Page excerpt —
— begin —

McLevy was born in 1936, in Dundee. His mother was a millworker and his father a plater's helper in the local shipyard. His childhood, whilst poor, was happy, surrounded as he was by a close-knit and loving family.
Dundee was a city of jute, jam, shipbuilding and engineering, with strong radical traditions. Its Labour movement, with Communist Party members in key leadership positions, was exceptionally well organised. The young McLevy, serving his apprenticeship as a fitter in the local engineering factory, joined and became active in the Amalgamated Engineering Union (AEU), whose local full-time officials and most of whose District Committee were Communist Party members. McLevy himself joined the Party, serving on its Scottish Committee and National Executive.
After an altercation with a foreman, McLevy migrated to the Clyde to finish his apprenticeship in time to play a leading role in the apprentices' strike of 1959 which spread nationwide, forcing the engineering and shipbuilding employers to raise substantially the very low wages apprentices received in those days.
After National Service McLevy returned to his native city, quickly establishing a reputation in local trade union circles as an extremely capable activist and a gifted orator. He became shop steward convenor at the Caledon shipyard, President of the AEU Dundee District Committee and, in the Seventies, a member of the union's powerful 52-man supreme policy-making body, the National Committee.
At that time, before mass unemployment and anti-union laws seriously weakened unions, the AEU National Committee was powerful, its decisions binding on all the members including the President (then Hughie Scanlon). The committee became a battleground between the traditional right and left machines in the union, the outcome of which was awaited with some concern by both Government and employers.

— end —

Tasks to carry out —
1) In one to three sentences, explain what made the AEU National Committee so powerful at that time, according to the McLevy biography.
2) Count the lines in the entries that contain the word "blue".
The biography and the entries come from unrelated sources.

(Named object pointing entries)

— begin —

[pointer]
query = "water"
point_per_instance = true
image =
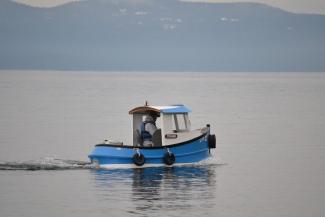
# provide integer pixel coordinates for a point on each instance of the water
(269, 159)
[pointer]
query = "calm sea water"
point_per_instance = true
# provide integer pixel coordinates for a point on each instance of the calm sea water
(269, 159)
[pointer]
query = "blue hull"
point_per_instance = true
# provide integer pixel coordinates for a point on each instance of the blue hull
(187, 152)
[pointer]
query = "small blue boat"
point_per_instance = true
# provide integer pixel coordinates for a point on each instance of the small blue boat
(172, 142)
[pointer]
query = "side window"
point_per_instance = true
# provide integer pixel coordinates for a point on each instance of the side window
(179, 122)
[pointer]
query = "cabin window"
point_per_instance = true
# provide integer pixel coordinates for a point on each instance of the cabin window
(179, 122)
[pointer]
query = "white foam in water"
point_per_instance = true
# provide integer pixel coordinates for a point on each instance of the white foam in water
(47, 163)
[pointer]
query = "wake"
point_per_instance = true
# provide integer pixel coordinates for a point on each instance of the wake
(46, 164)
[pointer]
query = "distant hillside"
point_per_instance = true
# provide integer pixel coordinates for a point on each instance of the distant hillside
(160, 35)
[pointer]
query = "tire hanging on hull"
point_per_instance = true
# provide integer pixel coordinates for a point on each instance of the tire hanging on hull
(212, 141)
(169, 158)
(138, 159)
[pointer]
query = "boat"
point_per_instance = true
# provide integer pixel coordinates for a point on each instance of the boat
(172, 143)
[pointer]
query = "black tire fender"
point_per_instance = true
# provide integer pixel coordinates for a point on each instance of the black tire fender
(138, 159)
(212, 141)
(169, 158)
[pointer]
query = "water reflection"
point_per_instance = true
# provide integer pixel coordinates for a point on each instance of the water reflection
(161, 190)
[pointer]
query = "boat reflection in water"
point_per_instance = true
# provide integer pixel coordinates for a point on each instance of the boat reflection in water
(157, 191)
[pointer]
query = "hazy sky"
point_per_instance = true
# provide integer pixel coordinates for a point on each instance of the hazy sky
(299, 6)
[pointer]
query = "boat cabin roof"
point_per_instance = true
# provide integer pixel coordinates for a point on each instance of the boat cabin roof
(160, 109)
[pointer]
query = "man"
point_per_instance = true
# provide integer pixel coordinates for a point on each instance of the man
(148, 127)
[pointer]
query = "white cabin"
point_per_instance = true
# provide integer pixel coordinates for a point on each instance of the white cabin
(173, 125)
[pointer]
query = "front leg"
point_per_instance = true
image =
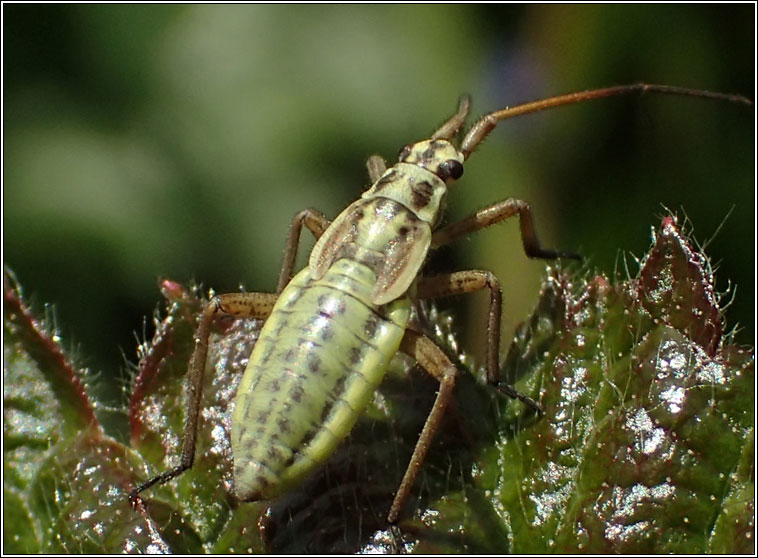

— end —

Exercise responses —
1) At that time, mass unemployment and anti-union laws had not yet seriously weakened the unions. The committee's decisions were binding on all the members, including the President, who was then Hughie Scanlon.

2) 4